» TASK REQUIREMENTS:
Extract from the entries below, exactly as given, only the lines from the line containing "# point at: blurred" to the line containing "# point at: monk's face (one per instance)", both lines included.

(EXTRACTED RECORDS)

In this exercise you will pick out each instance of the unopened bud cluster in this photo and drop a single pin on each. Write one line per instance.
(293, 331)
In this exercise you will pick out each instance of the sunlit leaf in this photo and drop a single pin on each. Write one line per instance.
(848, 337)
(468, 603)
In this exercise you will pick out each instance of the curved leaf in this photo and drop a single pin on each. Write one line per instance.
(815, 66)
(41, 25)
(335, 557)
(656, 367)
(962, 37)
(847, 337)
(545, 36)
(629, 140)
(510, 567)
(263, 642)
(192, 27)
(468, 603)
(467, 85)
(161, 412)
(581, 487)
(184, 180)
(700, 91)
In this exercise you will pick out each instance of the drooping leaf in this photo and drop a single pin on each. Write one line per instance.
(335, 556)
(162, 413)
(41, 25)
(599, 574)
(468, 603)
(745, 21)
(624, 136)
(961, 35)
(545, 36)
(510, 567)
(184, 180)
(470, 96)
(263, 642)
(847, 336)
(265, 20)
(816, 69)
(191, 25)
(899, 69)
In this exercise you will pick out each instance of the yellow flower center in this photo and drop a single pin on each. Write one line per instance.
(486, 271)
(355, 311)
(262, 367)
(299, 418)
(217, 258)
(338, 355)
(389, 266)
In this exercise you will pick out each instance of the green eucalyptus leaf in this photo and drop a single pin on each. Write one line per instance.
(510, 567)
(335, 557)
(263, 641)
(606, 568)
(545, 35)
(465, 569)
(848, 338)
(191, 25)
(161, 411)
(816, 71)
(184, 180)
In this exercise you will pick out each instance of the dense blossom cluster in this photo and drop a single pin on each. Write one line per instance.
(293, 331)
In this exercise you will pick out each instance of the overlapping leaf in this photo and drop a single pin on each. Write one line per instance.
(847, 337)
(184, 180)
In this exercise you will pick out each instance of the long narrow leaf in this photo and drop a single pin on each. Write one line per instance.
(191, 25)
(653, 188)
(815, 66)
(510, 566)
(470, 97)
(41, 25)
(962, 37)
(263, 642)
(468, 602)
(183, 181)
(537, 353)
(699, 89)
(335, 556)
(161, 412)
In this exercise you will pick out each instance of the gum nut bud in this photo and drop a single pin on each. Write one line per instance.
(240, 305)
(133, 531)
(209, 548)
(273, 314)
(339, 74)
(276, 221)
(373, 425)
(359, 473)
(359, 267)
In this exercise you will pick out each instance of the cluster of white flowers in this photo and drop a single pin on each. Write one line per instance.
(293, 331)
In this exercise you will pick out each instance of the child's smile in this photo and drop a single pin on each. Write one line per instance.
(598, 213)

(End EXTRACTED RECORDS)
(EXTRACTED RECORDS)

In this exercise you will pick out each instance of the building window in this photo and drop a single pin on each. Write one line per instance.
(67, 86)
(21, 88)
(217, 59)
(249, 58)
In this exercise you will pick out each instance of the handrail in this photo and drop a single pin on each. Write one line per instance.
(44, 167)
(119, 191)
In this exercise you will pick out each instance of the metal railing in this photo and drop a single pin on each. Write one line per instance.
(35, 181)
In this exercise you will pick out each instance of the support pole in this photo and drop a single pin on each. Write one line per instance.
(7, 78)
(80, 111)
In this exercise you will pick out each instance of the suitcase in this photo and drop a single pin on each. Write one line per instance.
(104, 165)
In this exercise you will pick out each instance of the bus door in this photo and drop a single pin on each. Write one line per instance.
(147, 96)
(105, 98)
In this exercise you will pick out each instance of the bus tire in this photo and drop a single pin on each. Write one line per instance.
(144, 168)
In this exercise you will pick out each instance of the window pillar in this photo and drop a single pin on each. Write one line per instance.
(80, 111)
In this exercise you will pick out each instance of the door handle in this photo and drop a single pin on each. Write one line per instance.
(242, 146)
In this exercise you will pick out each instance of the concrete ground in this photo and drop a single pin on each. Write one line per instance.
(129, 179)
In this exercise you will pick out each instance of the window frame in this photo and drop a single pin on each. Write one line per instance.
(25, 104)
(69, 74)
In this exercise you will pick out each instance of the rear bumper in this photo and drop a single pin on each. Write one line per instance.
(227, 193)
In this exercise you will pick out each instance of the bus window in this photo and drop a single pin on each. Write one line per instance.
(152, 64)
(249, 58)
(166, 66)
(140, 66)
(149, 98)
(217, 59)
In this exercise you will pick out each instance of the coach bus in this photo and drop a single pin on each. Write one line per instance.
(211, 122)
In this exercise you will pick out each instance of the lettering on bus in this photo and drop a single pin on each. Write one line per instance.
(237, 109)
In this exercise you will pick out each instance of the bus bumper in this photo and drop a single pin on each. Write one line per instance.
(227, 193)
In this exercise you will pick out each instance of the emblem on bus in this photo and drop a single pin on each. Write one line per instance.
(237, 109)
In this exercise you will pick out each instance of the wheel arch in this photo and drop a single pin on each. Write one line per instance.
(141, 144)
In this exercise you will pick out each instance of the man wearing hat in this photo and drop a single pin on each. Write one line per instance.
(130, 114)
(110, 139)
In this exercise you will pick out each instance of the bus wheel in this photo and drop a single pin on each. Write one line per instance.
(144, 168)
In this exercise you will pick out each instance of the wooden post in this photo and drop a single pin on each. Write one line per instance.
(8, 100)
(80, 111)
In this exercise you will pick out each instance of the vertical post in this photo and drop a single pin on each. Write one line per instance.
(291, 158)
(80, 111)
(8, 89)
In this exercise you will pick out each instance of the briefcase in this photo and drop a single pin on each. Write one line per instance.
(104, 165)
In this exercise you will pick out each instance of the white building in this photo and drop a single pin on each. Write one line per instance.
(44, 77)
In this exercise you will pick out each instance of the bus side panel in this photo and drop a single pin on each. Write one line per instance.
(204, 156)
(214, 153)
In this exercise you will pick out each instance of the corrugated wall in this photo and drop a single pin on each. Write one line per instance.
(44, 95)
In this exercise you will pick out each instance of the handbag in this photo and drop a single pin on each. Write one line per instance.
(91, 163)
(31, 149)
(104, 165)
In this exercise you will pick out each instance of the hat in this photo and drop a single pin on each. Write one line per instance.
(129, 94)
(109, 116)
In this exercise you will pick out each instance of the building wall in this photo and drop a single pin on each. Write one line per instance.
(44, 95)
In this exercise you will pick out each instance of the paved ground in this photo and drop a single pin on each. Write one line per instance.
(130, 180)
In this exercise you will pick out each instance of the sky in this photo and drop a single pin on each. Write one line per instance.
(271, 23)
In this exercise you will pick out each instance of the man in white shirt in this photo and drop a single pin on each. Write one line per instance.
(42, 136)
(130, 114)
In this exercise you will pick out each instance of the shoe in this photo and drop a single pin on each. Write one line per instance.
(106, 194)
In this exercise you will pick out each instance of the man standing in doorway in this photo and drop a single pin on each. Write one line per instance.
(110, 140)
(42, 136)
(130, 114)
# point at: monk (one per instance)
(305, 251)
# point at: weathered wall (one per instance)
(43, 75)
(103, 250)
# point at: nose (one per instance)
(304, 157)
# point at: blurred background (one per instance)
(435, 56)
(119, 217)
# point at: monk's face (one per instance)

(End EXTRACTED RECORDS)

» SOLUTION TO THIS TASK:
# point at: blurred background (one per instance)
(435, 56)
(119, 217)
# point at: monk's face (one per instance)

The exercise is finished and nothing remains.